**What to work on**
Whenever a line below holds the word "front", count it; then give the total and nothing else.

══ Data records ══

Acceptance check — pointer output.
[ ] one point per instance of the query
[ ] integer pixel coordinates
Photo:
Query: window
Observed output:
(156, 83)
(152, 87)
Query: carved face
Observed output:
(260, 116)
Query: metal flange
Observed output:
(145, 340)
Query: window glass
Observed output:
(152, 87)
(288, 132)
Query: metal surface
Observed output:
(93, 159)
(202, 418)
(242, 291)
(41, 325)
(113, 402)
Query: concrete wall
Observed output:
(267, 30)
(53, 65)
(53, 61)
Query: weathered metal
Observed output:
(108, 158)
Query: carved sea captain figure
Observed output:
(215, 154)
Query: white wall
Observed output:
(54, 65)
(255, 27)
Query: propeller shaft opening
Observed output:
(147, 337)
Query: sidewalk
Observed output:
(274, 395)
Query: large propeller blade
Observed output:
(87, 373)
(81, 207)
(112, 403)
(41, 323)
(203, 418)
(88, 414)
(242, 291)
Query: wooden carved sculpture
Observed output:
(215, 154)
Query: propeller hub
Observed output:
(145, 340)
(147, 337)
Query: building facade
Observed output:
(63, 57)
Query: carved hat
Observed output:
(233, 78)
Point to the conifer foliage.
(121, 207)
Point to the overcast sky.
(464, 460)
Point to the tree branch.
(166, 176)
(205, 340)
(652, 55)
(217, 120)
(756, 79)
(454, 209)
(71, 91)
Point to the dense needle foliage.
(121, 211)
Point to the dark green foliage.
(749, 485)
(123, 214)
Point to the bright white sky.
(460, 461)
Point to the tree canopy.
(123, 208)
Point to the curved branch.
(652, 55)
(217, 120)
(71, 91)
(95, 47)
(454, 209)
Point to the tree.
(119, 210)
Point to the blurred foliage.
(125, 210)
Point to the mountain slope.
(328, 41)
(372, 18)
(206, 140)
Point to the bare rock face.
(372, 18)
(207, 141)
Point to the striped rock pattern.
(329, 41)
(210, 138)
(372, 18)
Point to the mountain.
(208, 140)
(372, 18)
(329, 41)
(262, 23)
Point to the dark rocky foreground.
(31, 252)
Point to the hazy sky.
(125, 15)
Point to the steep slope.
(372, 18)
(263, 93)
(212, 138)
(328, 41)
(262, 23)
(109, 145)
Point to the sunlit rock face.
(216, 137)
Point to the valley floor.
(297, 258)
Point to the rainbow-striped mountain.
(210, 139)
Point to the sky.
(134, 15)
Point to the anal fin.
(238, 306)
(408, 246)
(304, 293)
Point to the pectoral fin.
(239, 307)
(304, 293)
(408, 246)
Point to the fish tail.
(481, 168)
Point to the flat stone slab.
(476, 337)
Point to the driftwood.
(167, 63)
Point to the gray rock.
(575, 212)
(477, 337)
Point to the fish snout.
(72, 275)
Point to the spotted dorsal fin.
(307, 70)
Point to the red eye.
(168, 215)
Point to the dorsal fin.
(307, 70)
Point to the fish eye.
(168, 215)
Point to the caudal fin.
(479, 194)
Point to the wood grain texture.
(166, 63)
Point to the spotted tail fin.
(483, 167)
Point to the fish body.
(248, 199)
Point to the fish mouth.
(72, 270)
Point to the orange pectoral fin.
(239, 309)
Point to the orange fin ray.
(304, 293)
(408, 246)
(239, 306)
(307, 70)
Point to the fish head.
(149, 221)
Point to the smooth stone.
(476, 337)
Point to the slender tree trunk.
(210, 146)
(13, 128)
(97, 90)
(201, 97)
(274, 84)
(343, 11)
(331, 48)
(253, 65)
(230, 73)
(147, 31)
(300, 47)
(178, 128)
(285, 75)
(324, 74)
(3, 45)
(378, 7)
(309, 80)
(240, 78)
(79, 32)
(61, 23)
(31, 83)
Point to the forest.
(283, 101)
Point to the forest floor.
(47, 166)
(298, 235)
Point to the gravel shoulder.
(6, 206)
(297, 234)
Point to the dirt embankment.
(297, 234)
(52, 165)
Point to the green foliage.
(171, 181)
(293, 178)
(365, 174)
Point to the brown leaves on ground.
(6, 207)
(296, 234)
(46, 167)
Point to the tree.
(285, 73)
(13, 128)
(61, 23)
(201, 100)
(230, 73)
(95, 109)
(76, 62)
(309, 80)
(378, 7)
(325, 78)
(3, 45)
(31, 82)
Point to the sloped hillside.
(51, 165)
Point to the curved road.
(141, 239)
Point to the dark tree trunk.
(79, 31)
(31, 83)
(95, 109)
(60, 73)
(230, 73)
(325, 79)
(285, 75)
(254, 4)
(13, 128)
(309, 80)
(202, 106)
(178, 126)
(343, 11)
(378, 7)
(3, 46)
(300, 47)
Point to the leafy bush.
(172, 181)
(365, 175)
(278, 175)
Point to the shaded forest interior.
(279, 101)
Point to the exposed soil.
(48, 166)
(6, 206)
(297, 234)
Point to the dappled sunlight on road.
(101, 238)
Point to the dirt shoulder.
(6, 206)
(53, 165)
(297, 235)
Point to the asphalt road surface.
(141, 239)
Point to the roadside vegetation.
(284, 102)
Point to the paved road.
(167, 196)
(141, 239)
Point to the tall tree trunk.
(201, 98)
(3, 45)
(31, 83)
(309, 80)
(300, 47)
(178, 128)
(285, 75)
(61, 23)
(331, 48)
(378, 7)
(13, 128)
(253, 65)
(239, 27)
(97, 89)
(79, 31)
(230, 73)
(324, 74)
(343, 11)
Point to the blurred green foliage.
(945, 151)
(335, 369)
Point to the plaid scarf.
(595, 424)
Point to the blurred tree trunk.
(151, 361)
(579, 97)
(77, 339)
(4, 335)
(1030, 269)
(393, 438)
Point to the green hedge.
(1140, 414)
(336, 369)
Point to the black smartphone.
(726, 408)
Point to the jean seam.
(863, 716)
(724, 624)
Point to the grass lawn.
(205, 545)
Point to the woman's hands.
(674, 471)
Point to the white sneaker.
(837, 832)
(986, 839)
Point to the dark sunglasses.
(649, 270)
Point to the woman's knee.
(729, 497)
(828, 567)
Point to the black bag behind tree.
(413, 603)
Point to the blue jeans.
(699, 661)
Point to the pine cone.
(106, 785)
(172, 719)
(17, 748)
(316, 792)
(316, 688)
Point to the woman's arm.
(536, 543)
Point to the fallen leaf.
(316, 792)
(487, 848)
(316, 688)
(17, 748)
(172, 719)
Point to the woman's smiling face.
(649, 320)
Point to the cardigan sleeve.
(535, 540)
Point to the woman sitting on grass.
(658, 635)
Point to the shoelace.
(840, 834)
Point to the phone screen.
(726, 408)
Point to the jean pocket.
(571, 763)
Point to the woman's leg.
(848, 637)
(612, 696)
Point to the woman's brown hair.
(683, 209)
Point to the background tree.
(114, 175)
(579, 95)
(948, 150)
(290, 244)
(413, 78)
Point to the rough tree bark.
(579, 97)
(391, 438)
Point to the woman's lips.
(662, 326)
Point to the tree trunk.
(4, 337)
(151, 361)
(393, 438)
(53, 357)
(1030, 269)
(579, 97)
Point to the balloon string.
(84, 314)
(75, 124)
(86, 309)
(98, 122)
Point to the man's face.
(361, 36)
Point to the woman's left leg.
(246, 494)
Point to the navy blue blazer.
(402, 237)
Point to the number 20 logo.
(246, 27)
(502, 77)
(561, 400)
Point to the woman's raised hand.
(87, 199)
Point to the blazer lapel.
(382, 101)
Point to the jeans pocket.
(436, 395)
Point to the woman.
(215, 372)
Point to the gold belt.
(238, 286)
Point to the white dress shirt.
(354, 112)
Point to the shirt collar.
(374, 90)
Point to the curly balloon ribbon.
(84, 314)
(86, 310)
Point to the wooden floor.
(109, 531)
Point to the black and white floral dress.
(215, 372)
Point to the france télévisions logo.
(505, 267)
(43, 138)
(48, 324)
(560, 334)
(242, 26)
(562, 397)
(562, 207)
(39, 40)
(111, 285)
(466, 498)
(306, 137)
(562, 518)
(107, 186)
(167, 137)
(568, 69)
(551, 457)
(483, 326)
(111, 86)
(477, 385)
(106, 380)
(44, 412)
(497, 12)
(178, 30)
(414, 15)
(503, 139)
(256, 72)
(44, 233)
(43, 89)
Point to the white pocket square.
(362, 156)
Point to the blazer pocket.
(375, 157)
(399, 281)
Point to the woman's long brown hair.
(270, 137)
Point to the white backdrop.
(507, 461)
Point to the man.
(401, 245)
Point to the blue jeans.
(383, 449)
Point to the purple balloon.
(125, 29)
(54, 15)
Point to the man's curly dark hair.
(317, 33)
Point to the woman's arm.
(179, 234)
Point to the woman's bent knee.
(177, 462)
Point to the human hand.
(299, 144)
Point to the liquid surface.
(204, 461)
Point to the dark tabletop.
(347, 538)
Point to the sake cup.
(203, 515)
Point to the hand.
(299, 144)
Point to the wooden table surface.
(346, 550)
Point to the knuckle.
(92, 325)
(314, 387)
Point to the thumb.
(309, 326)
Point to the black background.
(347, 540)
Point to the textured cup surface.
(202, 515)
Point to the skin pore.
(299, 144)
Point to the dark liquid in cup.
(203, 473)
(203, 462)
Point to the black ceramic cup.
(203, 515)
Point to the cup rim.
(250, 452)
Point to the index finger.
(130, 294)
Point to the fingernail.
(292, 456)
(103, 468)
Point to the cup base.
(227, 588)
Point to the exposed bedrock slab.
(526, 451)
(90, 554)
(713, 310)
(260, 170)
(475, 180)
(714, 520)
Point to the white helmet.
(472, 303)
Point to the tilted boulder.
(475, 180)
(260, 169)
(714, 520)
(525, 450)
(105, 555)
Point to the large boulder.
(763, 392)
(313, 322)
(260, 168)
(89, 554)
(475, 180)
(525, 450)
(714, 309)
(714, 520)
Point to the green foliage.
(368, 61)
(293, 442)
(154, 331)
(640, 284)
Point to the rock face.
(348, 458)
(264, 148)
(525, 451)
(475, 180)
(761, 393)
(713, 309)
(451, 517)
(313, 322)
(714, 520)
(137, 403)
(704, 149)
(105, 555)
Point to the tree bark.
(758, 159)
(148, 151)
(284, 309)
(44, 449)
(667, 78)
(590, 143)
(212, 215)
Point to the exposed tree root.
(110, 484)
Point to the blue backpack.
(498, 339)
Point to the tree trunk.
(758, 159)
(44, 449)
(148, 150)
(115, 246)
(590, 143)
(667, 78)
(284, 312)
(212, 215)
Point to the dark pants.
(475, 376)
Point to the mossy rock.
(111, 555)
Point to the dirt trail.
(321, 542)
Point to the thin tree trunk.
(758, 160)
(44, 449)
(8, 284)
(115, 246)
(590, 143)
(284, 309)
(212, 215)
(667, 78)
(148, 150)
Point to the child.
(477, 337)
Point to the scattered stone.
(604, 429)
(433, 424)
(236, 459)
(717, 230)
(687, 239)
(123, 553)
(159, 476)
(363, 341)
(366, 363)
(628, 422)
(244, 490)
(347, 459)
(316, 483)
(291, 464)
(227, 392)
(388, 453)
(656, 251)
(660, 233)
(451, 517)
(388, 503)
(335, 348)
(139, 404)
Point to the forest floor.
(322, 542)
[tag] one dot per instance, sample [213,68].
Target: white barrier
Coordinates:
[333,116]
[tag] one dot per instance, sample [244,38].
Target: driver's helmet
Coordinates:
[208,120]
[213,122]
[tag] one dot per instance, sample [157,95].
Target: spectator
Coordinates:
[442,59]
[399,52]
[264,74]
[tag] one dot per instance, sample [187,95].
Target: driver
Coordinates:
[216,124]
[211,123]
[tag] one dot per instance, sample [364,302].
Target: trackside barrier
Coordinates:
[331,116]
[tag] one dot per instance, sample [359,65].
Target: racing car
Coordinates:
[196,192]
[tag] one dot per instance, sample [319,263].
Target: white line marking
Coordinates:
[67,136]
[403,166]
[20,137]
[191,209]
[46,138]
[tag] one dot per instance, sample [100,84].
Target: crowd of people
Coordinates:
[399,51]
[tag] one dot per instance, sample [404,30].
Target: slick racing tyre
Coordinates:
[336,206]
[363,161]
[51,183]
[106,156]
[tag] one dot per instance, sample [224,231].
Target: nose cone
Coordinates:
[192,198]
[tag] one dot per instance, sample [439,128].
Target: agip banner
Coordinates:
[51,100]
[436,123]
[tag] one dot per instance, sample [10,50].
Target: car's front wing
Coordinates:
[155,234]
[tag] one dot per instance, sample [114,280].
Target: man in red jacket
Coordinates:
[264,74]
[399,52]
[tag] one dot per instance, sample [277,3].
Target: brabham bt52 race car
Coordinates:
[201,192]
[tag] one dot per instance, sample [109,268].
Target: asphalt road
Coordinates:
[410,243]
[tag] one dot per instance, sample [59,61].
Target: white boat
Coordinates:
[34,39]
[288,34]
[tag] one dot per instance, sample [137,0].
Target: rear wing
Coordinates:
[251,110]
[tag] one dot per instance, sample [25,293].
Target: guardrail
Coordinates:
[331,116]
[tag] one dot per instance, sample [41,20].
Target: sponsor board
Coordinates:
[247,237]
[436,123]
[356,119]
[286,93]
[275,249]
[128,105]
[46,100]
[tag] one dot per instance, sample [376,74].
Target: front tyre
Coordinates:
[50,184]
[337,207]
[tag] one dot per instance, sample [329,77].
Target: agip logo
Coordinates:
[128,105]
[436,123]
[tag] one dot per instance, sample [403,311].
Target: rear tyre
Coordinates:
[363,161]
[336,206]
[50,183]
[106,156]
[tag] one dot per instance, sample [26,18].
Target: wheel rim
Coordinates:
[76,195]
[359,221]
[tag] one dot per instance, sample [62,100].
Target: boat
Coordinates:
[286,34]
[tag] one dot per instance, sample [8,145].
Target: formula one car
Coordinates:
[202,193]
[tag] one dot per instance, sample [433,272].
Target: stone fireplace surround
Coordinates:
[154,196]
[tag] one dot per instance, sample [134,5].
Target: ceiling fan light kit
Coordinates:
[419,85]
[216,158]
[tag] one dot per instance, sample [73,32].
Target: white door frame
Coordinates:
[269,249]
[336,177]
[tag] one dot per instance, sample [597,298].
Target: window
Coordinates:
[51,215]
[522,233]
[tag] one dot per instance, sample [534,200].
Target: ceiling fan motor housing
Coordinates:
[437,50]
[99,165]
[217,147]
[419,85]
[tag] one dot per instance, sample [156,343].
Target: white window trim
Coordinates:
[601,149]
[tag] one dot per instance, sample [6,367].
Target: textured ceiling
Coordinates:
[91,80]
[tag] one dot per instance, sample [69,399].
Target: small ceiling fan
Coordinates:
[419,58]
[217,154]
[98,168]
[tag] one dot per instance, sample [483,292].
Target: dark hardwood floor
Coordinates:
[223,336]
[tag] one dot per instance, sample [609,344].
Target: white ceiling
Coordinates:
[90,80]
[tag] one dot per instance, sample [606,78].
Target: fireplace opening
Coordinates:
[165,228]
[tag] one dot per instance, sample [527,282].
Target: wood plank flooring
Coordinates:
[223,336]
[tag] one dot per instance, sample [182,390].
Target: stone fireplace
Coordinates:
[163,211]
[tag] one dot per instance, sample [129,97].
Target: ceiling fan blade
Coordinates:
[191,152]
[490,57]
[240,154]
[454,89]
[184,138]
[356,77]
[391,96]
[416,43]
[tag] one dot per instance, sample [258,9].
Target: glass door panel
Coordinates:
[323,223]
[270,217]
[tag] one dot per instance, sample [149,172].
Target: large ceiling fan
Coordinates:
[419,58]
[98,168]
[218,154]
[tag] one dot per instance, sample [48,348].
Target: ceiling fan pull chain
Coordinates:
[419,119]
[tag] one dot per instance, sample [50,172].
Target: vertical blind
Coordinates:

═══

**Exercise result**
2